──────── Information supplied

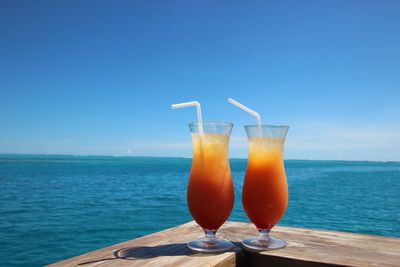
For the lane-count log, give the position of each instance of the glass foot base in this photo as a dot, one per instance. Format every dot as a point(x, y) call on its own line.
point(210, 247)
point(257, 244)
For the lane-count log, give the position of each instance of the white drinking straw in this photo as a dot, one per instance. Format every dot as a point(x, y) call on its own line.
point(198, 109)
point(252, 112)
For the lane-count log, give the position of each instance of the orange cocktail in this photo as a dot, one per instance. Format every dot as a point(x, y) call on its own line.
point(265, 190)
point(210, 192)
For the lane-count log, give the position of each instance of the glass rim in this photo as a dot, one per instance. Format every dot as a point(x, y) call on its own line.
point(267, 125)
point(213, 123)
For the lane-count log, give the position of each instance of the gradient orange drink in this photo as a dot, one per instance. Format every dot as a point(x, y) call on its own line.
point(265, 190)
point(210, 193)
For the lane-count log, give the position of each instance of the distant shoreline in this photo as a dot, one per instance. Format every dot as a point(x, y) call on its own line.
point(3, 155)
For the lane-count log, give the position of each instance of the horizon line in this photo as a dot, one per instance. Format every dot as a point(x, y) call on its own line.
point(138, 156)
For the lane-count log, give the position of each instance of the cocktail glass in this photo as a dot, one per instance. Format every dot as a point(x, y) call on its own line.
point(210, 192)
point(265, 190)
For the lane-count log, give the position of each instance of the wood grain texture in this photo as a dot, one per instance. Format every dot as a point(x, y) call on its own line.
point(319, 248)
point(305, 248)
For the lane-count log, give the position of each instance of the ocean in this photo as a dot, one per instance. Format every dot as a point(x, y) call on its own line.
point(56, 207)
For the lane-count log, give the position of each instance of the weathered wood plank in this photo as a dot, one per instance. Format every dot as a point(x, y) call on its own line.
point(305, 248)
point(165, 248)
point(319, 248)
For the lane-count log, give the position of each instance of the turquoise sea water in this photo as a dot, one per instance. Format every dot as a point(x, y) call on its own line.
point(56, 207)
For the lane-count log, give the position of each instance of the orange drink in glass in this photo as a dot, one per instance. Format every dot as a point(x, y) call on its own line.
point(265, 190)
point(210, 192)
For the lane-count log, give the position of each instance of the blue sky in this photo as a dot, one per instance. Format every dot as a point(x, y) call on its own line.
point(98, 77)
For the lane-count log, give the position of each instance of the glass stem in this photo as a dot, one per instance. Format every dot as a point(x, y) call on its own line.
point(210, 236)
point(264, 235)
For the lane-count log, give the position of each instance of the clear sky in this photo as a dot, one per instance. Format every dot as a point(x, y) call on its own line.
point(98, 77)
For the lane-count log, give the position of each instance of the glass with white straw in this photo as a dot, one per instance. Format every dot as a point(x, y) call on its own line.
point(265, 190)
point(210, 192)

────────────────

| Task statement |
Rewrite everything from the line containing "the glass with" down to the last of the rows, swapping "white straw" for "striped straw" and keeping everything else unchanged.

| Worked answer |
For the lane-count log, give the position of each instance of the glass with striped straw in this photo as a dot, one per instance. Format every dot as a point(x, y) call on its own line.
point(265, 190)
point(210, 192)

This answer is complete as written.